[Items listed in a dataset]
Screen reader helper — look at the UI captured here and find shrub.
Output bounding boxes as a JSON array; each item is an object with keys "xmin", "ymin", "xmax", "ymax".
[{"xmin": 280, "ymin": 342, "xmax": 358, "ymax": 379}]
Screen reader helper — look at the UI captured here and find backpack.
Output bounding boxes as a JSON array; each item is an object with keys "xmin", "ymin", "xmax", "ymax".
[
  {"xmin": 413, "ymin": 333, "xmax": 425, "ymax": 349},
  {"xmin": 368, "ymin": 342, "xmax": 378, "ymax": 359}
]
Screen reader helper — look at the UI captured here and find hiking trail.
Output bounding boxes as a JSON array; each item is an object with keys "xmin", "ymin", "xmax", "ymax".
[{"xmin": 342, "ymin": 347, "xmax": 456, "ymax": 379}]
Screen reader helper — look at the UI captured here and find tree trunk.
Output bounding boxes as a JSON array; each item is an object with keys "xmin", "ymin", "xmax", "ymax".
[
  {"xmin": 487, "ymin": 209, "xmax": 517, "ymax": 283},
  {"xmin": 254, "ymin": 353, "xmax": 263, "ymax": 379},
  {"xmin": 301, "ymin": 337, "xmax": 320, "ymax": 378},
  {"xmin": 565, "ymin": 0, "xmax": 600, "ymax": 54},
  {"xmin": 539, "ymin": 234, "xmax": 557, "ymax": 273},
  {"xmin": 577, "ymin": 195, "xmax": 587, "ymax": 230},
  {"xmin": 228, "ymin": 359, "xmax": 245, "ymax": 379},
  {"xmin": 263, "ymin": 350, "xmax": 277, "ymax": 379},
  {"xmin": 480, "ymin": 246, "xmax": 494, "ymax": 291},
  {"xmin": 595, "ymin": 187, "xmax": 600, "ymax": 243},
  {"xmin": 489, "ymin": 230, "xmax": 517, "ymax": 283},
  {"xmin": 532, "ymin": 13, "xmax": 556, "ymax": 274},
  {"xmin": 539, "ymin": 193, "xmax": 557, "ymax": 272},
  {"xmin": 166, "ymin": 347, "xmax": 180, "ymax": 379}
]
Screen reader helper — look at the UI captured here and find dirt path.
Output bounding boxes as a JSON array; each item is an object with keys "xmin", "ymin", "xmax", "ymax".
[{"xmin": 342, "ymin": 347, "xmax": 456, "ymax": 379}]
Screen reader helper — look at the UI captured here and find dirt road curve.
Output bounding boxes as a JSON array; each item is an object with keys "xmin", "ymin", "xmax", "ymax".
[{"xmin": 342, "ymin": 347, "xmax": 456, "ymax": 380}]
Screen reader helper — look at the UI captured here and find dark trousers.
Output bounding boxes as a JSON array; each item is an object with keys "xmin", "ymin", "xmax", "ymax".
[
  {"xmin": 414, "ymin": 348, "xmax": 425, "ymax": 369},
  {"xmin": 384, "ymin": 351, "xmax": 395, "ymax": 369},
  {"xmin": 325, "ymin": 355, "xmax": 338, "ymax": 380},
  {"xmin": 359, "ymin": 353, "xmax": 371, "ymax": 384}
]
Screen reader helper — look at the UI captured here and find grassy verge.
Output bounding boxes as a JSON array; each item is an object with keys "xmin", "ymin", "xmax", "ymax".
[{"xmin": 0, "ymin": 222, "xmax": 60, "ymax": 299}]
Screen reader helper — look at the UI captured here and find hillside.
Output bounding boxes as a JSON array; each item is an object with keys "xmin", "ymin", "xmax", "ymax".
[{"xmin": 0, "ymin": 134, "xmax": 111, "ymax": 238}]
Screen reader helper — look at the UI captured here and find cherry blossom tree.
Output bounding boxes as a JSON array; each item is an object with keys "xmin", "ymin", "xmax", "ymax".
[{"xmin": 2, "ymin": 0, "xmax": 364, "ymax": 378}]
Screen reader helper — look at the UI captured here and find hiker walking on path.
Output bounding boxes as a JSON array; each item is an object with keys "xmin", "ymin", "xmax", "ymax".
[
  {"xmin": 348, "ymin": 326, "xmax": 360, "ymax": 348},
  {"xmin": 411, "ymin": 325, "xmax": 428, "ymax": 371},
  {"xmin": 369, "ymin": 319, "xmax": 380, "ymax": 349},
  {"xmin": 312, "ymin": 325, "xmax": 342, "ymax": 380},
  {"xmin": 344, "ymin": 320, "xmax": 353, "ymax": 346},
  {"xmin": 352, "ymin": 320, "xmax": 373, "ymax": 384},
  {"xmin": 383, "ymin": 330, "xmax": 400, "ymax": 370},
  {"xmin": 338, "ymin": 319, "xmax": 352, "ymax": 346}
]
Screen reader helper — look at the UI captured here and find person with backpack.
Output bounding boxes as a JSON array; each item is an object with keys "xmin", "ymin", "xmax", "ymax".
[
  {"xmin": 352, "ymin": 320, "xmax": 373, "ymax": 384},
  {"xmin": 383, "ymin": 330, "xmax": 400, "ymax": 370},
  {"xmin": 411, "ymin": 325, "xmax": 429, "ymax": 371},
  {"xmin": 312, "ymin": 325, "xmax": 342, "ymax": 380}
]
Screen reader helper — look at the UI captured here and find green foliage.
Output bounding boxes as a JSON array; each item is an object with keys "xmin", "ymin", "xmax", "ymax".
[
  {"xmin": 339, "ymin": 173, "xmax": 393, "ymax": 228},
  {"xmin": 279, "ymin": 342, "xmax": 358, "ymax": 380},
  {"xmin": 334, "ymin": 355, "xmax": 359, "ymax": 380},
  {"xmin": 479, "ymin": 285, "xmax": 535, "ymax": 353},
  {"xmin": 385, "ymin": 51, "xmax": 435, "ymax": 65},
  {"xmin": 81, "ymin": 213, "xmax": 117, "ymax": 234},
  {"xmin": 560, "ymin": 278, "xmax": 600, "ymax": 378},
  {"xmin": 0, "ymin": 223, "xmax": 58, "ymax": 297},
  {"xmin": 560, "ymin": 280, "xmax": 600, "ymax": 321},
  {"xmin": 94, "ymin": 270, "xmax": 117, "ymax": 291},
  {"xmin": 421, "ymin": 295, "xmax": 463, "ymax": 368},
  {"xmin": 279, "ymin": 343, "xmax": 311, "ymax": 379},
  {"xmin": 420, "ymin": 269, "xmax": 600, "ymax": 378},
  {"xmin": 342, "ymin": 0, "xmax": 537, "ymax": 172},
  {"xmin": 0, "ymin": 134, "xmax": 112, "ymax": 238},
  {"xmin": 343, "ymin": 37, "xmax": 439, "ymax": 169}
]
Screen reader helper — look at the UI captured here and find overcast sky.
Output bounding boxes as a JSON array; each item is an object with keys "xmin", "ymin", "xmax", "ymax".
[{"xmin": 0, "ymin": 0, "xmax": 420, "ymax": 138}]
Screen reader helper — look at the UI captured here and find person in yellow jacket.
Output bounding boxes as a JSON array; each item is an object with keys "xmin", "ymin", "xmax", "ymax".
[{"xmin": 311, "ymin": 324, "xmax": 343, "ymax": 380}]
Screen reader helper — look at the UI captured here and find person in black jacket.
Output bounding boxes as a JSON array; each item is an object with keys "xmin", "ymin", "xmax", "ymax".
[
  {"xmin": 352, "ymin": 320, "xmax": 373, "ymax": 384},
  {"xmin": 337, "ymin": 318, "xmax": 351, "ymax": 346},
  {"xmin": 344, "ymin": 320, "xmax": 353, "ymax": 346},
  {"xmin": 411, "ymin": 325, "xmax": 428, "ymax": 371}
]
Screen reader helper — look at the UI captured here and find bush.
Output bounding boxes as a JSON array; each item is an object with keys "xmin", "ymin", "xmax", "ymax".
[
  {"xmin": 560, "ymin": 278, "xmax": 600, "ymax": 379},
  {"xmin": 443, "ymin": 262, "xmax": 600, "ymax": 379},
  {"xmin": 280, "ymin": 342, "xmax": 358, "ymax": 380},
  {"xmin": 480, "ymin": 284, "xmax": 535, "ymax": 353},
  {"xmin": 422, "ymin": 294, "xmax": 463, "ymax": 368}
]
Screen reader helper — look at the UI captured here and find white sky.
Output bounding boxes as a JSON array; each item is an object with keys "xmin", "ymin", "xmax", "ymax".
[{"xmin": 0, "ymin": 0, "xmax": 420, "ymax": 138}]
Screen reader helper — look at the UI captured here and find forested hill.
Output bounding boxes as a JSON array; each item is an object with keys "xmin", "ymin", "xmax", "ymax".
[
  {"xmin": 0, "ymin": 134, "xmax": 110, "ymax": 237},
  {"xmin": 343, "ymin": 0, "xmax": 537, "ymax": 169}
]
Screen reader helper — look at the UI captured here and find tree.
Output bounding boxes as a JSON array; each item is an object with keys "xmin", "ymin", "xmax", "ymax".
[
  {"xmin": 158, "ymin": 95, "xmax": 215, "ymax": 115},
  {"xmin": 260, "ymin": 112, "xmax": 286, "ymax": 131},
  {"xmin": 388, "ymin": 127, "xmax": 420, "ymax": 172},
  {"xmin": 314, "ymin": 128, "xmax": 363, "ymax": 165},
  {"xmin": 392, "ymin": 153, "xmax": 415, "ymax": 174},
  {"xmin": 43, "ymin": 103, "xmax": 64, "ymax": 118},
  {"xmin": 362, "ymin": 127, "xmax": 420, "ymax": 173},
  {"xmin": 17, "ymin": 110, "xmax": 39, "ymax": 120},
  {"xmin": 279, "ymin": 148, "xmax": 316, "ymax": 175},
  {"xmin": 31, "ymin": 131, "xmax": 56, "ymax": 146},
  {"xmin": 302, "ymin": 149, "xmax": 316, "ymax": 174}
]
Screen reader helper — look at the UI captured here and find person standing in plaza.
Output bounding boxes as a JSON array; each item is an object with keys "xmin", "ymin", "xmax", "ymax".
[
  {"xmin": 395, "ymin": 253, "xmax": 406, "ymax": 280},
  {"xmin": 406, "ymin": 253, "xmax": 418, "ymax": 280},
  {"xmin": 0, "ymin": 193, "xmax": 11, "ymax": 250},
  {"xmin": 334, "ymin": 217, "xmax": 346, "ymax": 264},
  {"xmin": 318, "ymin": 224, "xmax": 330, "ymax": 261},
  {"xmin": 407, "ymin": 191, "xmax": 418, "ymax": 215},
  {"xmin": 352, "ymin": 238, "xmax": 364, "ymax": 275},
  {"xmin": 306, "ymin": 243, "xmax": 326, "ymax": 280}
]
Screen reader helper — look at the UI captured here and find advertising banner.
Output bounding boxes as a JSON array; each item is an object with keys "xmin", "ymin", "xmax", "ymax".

**Work item**
Only a number is expected: the count of lines in the data that contain the word "tree".

**Response below**
3